● **PROBLEM DETAILS**:
Please extend the pregnancy update below, picking up after its last sentence.

● **QUOTED PASSAGE**:
What I'm most looking forward to: I can't wait to settle on a name and share it with everyone!  I'm also really looking forward to the anatomy ultrasound that we'll have at 21 weeks.  I'm hoping to hear the best and most important news: that this little guy is perfectly healthy!  It'll be nice to see him in action again and see how much he's grown.  I'm also curious if he's still measuring big (even my uterus measured a week bigger at my last appointment!).  It surprises me because Liam always measured small and neither the hubs nor I are exactly big people.

I'm also really looking forward to having the hubby feel this little guy moving around.  He's so much more active than Liam was so I'm hoping that he will be able to feel the kicks sooner.  Liam is our stubborn one.  He would stop moving as soon as his Daddy put his hand on my belly.  It was very frustrating.  The hubs felt a hard knob of a foot or bottom or skull but not really much kicking.

Big Brother: Liam really enjoyed himself in Hungary with my cousins' kids.  There were 7 kids, with the youngest being only a year older than Liam.  There was a lot of competitiveness but they also had a lot of fun. His vocabulary really started taking off while we were there so he picked up a lot of Hungarian words (and even a few German ones).  It's so fun to hear him talk.  He repeats everything we say now though so we have to be careful!

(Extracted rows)
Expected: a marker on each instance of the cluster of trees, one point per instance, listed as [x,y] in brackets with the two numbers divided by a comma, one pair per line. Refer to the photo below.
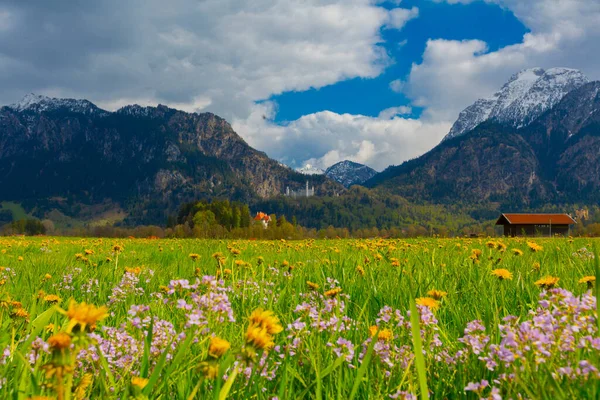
[360,213]
[29,227]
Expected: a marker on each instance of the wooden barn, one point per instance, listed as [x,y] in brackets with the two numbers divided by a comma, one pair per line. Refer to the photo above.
[535,224]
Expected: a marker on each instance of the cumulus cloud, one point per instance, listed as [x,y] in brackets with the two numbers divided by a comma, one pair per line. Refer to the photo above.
[324,138]
[215,55]
[453,74]
[400,16]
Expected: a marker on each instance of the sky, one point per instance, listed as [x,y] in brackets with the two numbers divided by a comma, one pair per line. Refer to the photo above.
[306,81]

● **YOUR RESPONSE**:
I've explained to him that there is a baby in my tummy.  I think I may have confused him though because he proudly points to his, mine, or even his dad's belly button and announces "baba" (baby in Hungarian).  We're still working on explaining the concept that the baby is only in my belly ;).

Our plans for his big boy room are shaping up.  We're going with a space/Mickey Mouse theme.  I've already ordered his curtains, bought a planet projection night light, and he has a fan that matches the theme.  We've decided to go with a toddler bed and it will probably be a Mickey Mouse one.  I'm hoping he is excited about his new room and fun new bed and that he transitions smoothly.  I'm pretty nervous about the freedom to roam that he will have and worry that he will develop sleep problems.

Liam has grown up so much in the last few months I can barely keep up!  I'm trying to get in extra cuddles and rocking before he doesn't want those things at all anymore and before little brother arrives and we all have to find our new norm.

Sunday, June 29, 2014

Gender Reveal

We are excited to announce that.... 
It's a BOY! 



This winter, our family is growing by two feet... two more little boy feet! Bring on the hand-me-downs and rough and rowdy brotherly play!


Liam doesn't know what to think about his baby brother yet.  I love his face in this picture.  He looks like "What is this?! These are too small for me! Where is the impostor???"


We are very excited that Liam is going to have a little brother!  I can't wait to see this new little guy's personality and how Liam adjusts to being a big brother.  I am looking forward to seeing our boys grow up playing together.  I always wished for a sister with when I was a little girl.  I hope that Liam finds the camaraderie and closeness I longed for back then, in his little brother.  I pray that they will be close friends their entire lives.  As one mom whose blog I read tells her boys, "having a brother is like having a built in best friend for life."  I will be reminding my boys of this often. 


We had a fun photo shoot today with Daddy (he's home from annual training!).  Here's my favorite picture: me and my little men.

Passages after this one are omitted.